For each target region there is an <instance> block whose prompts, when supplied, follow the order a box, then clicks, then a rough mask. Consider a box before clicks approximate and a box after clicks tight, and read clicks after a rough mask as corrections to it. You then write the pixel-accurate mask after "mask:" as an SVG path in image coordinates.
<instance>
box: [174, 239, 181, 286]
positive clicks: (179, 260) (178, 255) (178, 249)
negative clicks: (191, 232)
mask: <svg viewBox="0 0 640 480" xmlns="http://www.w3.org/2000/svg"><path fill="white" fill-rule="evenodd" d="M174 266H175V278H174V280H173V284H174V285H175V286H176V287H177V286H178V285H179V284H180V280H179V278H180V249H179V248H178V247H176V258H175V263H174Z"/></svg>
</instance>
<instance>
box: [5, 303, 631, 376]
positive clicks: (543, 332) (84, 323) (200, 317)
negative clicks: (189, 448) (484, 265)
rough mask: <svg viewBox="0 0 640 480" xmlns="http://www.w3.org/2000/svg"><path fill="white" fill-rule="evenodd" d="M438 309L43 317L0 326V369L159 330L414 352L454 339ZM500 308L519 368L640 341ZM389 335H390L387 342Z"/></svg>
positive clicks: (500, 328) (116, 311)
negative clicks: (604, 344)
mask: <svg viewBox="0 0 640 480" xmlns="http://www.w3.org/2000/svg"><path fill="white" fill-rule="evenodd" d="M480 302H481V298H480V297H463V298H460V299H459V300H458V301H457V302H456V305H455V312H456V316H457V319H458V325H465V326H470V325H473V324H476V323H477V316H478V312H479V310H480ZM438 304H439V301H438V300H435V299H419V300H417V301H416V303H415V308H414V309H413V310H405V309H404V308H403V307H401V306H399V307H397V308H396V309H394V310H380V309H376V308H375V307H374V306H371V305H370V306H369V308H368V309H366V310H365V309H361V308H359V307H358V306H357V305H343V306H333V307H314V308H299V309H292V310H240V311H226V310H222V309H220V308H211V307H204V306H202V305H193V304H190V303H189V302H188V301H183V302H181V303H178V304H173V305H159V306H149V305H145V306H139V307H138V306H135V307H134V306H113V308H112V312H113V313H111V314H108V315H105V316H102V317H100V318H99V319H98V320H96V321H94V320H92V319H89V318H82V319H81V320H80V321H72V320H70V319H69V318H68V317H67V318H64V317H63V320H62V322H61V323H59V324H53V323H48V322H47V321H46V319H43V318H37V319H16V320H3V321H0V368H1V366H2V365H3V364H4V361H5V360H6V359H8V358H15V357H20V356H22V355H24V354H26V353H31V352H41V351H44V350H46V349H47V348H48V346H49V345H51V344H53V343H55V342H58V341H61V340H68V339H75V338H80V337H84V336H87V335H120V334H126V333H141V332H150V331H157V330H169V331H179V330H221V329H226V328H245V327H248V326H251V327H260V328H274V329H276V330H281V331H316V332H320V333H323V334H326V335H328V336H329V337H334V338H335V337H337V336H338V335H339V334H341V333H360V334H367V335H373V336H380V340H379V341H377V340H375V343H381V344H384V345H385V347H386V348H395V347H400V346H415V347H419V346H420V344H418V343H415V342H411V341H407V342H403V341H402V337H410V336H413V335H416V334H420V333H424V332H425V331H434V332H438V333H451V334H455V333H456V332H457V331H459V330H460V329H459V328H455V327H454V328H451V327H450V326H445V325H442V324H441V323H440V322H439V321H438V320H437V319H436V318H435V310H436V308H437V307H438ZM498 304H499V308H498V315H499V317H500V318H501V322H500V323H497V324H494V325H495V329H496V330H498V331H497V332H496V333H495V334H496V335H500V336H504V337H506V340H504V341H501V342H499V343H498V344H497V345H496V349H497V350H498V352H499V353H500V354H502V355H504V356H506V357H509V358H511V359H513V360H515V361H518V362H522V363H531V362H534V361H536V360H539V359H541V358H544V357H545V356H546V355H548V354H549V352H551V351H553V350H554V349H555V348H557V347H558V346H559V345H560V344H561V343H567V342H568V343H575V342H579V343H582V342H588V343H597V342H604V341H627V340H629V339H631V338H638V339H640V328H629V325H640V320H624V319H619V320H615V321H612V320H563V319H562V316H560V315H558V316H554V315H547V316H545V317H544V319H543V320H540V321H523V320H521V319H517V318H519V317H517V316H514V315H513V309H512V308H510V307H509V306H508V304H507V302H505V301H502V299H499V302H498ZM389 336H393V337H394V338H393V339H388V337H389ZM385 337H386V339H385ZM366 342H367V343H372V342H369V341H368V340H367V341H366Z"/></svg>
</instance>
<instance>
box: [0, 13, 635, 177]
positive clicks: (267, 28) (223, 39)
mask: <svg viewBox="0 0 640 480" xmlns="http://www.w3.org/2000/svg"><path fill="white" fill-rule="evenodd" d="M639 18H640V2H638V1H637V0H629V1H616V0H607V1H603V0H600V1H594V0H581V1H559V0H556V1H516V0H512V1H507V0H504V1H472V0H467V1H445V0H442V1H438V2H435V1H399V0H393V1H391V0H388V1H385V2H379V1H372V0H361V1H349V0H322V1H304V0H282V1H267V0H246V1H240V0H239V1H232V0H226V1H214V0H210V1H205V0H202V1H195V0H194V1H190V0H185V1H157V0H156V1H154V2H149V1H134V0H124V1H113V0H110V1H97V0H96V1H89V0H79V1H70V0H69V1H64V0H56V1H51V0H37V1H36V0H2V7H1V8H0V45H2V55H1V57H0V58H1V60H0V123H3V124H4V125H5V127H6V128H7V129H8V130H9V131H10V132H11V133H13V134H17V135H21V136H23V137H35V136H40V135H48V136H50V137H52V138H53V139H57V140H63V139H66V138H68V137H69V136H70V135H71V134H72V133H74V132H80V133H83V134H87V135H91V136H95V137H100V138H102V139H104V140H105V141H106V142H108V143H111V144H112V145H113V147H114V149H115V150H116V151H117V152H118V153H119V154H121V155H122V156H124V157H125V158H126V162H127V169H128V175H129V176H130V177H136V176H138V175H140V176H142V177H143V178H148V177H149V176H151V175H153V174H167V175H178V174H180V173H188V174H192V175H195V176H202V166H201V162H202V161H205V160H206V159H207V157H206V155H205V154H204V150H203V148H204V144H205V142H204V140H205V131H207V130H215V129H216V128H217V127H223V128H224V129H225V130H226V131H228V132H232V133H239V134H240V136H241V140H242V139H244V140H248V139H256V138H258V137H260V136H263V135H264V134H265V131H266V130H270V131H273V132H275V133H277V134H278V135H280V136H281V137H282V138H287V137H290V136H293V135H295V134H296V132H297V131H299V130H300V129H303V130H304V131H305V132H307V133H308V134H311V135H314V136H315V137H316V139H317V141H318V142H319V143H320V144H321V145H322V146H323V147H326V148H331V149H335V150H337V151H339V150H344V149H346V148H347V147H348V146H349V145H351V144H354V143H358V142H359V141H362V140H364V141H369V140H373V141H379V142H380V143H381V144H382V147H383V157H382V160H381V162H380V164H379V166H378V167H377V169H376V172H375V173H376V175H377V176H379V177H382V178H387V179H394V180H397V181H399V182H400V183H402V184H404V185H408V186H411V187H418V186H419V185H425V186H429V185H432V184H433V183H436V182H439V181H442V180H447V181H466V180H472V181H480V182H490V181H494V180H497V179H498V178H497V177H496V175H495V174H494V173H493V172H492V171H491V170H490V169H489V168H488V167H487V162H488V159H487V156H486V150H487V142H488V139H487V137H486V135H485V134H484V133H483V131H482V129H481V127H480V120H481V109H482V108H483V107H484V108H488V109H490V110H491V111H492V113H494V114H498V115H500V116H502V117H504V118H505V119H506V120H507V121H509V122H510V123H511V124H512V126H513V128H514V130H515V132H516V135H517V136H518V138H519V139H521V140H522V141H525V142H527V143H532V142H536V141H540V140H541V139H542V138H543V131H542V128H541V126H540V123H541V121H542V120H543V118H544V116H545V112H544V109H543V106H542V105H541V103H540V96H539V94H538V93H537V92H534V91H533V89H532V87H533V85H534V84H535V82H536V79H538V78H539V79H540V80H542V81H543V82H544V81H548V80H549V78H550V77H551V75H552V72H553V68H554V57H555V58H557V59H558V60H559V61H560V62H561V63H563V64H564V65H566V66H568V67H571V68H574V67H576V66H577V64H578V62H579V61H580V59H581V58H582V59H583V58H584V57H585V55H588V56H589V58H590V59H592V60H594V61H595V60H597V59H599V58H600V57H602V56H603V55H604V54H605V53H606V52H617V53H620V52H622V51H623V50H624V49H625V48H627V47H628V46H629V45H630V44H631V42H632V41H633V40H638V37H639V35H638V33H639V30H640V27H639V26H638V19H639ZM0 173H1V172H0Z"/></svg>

·····

Présentez sous forme de liste numérotée tout ce qui va du début des lignes jusqu'à la ligne contenant « positive clicks: (500, 328) (116, 311) » comprise, sans reprendre les lignes vides.

1. For each target region there is an <instance> block whose prompts, when supplied, follow the order a box, then clicks, then a rough mask. Consider a box before clicks approximate and a box after clicks tight, and read clicks after a rough mask as corrections to it. You then write the pixel-accurate mask after "mask:" as an SVG path in image coordinates.
2. <instance>
3. box: [174, 239, 181, 286]
4. positive clicks: (179, 260) (178, 255) (178, 249)
5. negative clicks: (191, 232)
6. mask: <svg viewBox="0 0 640 480" xmlns="http://www.w3.org/2000/svg"><path fill="white" fill-rule="evenodd" d="M174 266H175V278H174V280H173V284H174V285H175V286H176V287H177V286H178V285H179V284H180V280H179V278H180V249H179V248H178V247H176V258H175V263H174Z"/></svg>
7. </instance>
8. <instance>
9. box: [5, 303, 631, 376]
10. positive clicks: (543, 332) (84, 323) (200, 317)
11. negative clicks: (189, 448) (484, 265)
12. rough mask: <svg viewBox="0 0 640 480" xmlns="http://www.w3.org/2000/svg"><path fill="white" fill-rule="evenodd" d="M438 309L43 317L0 326V369L159 330L414 352L454 339ZM500 308L519 368L640 341ZM389 335H390L387 342Z"/></svg>
13. positive clicks: (500, 328) (116, 311)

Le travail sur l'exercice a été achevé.